US6452168B1ExpiredUtility
Apparatus and methods for continuous beam fourier transform mass spectrometry
Est. expirySep 15, 2019(expired)· nominal 20-yr term from priority
H01J 49/38
92
PatentIndex Score
120
Cited by
14
References
48
Claims
Abstract
A continuous beam Fourier transform mass spectrometer in which a sample of ions to be analyzed is trapped in a trapping field, and the ions in the range of the mass-to-charge ratios to be analyzed are excited at their characteristic frequencies of motion by a continuous excitation signal. The excited ions in resonant motions generate real or image currents continuously which can be detected and processed to provide a mass spectrum.
Claims
exact text as granted — not AI-modifiedWhat is claimed is:
1. A continuous beam Fourier transform mass spectrometer comprising:
a. a confinement structure having a cavity, a first opening and a second opening;
b. means for applying an RF voltage to the structure to form a trapping field in the cavity;
c. means for supplying a continuous beam of ions through the first opening to the cavity to form a sample of ions with a range of masses, wherein the sample ions are trapped in the trapping field and each ion is characterized by a mass-to-charge dependent frequency of motion;
d. means for continuously applying an excitation signal having a frequency spectrum and an amplitude to the trapped sample ions, wherein the frequency spectrum of the excitation signal includes characteristic frequencies corresponding to at least one of the mass-to-charge dependent frequencies of motion of the sample ions, and the amplitude of the excitation signal is sufficiently high to cause resonant motions of the ions with at least one of the characteristic frequencies of the excitation signal; and
e. means for detecting signals responsive to the resonant motions of the ions, wherein the second opening allows at least some of the sample ions to exit the cavity.
2. The mass spectrometer of claim 1 , further comprising means for converting the signals responsive to the resonant motions of the ions into a frequency spectrum.

Information supplied:
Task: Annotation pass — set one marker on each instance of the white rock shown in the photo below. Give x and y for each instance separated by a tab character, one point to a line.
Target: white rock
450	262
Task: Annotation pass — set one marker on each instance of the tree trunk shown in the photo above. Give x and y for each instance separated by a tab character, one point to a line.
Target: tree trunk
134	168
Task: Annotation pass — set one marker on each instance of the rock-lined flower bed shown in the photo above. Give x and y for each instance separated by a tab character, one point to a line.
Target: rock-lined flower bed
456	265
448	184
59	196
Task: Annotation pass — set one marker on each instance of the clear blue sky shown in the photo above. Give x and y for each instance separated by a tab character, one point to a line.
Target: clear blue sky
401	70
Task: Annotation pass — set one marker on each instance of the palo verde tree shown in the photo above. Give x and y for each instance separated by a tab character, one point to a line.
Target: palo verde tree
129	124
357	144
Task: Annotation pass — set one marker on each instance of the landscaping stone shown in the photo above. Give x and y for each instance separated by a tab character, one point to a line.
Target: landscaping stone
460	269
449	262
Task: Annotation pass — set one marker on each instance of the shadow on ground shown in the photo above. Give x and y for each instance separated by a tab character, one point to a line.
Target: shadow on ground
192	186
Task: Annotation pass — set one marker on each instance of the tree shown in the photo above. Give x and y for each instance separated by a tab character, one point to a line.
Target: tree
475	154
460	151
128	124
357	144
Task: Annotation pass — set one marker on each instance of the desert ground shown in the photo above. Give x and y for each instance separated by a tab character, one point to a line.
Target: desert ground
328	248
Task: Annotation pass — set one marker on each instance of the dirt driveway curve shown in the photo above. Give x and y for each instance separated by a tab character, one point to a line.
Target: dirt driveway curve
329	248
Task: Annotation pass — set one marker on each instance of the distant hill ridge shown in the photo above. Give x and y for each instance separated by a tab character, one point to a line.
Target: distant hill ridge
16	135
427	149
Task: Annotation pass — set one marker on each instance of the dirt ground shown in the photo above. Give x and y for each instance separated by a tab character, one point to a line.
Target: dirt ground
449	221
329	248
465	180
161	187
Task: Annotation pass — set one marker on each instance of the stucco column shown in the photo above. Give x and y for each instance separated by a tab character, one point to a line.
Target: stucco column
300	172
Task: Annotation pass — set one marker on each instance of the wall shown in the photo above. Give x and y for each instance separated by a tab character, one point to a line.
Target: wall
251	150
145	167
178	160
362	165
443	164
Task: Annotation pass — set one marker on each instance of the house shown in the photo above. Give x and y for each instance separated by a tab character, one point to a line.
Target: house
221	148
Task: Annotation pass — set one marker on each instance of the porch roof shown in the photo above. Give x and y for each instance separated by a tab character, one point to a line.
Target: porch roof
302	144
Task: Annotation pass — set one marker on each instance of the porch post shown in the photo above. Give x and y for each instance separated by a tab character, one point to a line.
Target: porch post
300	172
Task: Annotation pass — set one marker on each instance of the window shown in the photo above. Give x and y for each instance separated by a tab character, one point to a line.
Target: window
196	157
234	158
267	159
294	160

What to work on:
**A.** In the patent text, how does the mass spectrometer get a mass spectrum from the excited ions?
**B.** Rewrite the patent text from "US6452168B1ExpiredUtility" to "a mass spectrum.", renaming "trapping field" to "confinement field".
**C.** According to claim 1 in the patent text, what does the second opening allow?

Solutions by task:
**A.** The excited ions in resonant motion continuously generate real or image currents. These currents can be detected and processed to provide a mass spectrum.

**B.**
US6452168B1ExpiredUtility
Apparatus and methods for continuous beam fourier transform mass spectrometry
Est. expirySep 15, 2019(expired)· nominal 20-yr term from priority
H01J 49/38
92
PatentIndex Score
120
Cited by
14
References
48
Claims
Abstract
A continuous beam Fourier transform mass spectrometer in which a sample of ions to be analyzed is trapped in a confinement field, and the ions in the range of the mass-to-charge ratios to be analyzed are excited at their characteristic frequencies of motion by a continuous excitation signal. The excited ions in resonant motions generate real or image currents continuously which can be detected and processed to provide a mass spectrum.

**C.** It allows at least some of the sample ions to exit the cavity.